> **Fragmento proporcionado**

------------------------------

Por suerte, tienen todo eso y más, todo eso que uno quiere que tengan todas las personas para que haya paz en la tierra.

Por desgracia, también tienen demasiado a miedo a perderlo.

No son los únicos. Hay gente con esa suerte y esa desgracia distribuida por diferentes barrios y localidades: Por eso me parece pertinente aclarar que no tengo nada personal con los vecinos de Olivos, pero el cronista mostró ese lugar para comentar que habían vuelto los saqueos.

¿Saqueos?

Sí. Saqueos en farmacias de los barrios pudientes.

¿Cometidos por los que no tienen cómo comprar medicamentos?

No, por personas con poder adquisitivo que compraban Tamiflú de a diez cajas y alcohol en gel por toneladas.

Ante los intentos de restricciones por parte de los empleados farmacéuticos, amenazaban con llevarse todo sin pagar. Gente que se peleaba por el alcohol y los antivirales ante las cámaras, agitando tarjetas y dinero en efectivo y exigiendo que le dieran “más” porque podía pagarlo.

Se podría decir que no era un saqueo porque estaban ofreciendo pagar a cambio. Sin embargo, a ninguna de esas personas que se disputaban el privilegio de engordar los activos de los laboratorios farmacéuticos, les importaba un comino, en ese momento de pánico, la distribución social de los medicamentos.

Vergonzoso.

Es cierto que se vive un clima de inseguridad: con gente así uno no puede estar seguro de que recibirá la porción de la torta que le corresponde, pues ellos siempre quieren más y más.

Tan idiotas en la defensa de “su” seguridad sanitaria, que no pudieron darse cuenta que lo que adquirían a precio oro y por la fuerza en cantidades exageradas, no podía frenar ninguna epidemia o pandemia declarada de gripe.

Tan estúpidos que no podían reflexionar acerca de la manera en que una epidemia mata.

Tan egoístas que ni siquiera pensaron en sí mismos, pensando en todos.

------------------------------

> **Material proporcionado**
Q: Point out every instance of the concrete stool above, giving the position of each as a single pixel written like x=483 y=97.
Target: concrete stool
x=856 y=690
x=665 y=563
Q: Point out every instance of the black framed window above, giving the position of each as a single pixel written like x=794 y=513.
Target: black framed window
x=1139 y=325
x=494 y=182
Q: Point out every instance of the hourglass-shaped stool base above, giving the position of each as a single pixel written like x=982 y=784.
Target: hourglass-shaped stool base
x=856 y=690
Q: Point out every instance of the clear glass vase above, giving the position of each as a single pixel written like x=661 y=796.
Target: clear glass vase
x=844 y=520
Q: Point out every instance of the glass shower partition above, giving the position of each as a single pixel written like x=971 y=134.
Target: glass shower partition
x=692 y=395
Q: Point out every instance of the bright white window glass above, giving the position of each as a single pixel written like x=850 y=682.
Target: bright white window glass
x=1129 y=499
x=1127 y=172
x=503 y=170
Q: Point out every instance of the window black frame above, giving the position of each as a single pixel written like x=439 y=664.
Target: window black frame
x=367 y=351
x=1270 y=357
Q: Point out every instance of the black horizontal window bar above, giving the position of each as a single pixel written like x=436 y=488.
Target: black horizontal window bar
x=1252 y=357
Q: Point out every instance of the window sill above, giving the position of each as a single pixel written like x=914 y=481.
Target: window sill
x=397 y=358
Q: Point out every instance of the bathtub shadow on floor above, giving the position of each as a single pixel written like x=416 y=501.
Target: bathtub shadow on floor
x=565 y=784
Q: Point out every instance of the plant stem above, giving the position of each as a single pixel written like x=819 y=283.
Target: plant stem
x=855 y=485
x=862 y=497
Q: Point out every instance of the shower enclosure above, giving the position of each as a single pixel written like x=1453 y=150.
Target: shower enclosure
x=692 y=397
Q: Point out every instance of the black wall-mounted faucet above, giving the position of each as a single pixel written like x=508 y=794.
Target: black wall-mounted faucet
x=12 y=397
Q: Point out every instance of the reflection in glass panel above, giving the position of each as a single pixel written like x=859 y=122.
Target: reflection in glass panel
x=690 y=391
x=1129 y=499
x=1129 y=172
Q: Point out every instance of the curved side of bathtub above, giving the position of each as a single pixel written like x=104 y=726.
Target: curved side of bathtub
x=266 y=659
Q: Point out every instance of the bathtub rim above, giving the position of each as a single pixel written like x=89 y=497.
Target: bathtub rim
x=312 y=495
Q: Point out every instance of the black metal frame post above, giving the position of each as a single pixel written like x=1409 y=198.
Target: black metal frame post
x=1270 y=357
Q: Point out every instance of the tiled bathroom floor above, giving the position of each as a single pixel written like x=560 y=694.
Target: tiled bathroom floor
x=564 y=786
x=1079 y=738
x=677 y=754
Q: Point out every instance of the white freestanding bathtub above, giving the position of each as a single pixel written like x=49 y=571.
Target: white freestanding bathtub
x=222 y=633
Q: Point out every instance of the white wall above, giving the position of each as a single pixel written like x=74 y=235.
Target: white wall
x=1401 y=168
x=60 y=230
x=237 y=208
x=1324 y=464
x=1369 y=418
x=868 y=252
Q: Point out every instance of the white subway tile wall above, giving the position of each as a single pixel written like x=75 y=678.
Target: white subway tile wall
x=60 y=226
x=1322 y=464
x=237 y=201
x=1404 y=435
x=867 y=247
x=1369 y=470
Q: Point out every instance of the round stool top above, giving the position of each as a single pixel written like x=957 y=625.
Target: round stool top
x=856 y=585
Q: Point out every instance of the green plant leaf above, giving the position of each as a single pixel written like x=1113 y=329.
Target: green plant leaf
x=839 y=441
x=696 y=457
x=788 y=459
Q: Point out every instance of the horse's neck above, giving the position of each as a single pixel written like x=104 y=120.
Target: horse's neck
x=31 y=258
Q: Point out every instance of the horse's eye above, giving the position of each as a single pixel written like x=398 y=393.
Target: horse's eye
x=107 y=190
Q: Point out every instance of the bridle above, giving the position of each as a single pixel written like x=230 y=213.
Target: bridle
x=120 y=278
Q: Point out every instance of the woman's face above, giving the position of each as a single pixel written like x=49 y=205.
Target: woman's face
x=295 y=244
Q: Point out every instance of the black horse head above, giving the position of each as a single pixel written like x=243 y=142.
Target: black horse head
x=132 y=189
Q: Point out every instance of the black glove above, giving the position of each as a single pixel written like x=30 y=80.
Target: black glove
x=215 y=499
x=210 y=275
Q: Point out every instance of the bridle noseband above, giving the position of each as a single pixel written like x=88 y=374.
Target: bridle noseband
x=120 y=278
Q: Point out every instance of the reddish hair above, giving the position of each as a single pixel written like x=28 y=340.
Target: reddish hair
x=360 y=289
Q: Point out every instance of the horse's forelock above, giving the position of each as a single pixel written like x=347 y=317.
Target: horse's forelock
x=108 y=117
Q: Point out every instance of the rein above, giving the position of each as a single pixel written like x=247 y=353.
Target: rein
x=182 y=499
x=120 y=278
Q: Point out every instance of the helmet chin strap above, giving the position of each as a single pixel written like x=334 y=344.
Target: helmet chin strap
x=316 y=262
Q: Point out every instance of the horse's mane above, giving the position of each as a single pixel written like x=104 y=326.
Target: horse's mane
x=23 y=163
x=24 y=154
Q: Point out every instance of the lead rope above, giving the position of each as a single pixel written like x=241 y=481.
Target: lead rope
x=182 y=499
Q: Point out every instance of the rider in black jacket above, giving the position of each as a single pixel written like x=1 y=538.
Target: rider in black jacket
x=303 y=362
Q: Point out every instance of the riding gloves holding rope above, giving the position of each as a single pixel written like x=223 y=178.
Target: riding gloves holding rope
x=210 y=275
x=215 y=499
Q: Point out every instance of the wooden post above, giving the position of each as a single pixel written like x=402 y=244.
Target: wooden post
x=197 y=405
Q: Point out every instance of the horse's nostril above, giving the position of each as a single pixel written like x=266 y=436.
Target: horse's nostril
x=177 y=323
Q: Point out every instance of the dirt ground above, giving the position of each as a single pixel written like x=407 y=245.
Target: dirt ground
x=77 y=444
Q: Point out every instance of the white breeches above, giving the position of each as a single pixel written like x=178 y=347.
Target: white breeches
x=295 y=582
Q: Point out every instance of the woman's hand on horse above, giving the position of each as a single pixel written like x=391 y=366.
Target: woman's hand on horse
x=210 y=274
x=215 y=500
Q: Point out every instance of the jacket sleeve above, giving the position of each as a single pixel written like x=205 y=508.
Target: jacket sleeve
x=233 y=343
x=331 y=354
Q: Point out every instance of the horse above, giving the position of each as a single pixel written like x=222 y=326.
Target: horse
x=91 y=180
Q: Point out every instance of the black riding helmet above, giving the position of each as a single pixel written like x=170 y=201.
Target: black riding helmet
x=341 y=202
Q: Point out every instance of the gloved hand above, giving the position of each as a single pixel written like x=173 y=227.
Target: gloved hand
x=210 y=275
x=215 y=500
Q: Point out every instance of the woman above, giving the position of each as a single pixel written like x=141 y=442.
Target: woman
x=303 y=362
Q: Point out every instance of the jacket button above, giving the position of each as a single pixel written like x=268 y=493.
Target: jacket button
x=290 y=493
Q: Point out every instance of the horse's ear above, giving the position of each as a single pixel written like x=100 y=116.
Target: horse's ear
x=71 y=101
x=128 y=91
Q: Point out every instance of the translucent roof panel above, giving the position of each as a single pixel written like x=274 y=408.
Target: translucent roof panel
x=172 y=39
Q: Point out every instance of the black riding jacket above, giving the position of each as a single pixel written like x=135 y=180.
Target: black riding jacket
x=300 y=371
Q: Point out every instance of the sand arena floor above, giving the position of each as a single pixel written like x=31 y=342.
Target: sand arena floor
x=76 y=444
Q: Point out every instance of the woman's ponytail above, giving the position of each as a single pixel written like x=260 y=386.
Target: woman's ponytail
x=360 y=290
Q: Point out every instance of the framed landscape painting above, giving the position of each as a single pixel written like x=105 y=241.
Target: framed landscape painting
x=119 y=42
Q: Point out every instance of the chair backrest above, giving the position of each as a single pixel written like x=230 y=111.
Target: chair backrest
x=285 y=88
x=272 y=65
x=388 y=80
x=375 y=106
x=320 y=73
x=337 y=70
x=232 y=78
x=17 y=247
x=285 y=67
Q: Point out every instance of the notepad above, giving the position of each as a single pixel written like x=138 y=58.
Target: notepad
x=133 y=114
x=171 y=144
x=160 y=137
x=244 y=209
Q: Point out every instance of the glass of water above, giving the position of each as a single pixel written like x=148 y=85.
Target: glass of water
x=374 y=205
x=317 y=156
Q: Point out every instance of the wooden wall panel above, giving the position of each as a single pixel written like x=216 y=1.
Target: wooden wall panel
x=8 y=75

------------------------------

> **Consigna**
Prosigue el fragmento sobre la compra desmedida de Tamiflú y alcohol en gel en las farmacias, a partir de su última oración. Los registros no tienen relación alguna con el fragmento.

> **Respuesta**
Ese pánico absurdo tuvo como origen inmediato la campaña mediática abusiva acerca de la supuesta “pandemia”. Como sustrato más profundo, el miedo a perder, el horror de darse cuenta que frente a ciertas cosas la plata no sirve, que los parámetros por los que se rige la vida cotidiana, se vienen abajo y uno se deja de ser un/a señor/a importante para convertirse en un vulnerable mortal.

Algunos se intoxicaron con antivirales mentirosos.

Otros, no dejaron bacteria viva en su cuerpo y su casa, ni buena ni mala, a fuerza de alcohol en gel.

Ninguno resolvió nada en absoluto.

Ni para sí, ni para el colectivo.

Sólo hicieron aquel papelón, registrado apenas por una cámara, un noticiero, y que apenas yo recuerdo. Por alguna razón inconfesable, no se manijeó durante días como otros hechos de inseguridad.

Por suerte la epidemia no duró mucho. Fueron apenas algunos días de pánico y estupidez y luego las cosas retomaron su rumbo.

Sin embargo, no pude menos que recordar la sarna del basural viendo en la tele a los señores de gruesos sobretodos de paño arrasando góndolas y discutiendo con cajeros y otros clientes.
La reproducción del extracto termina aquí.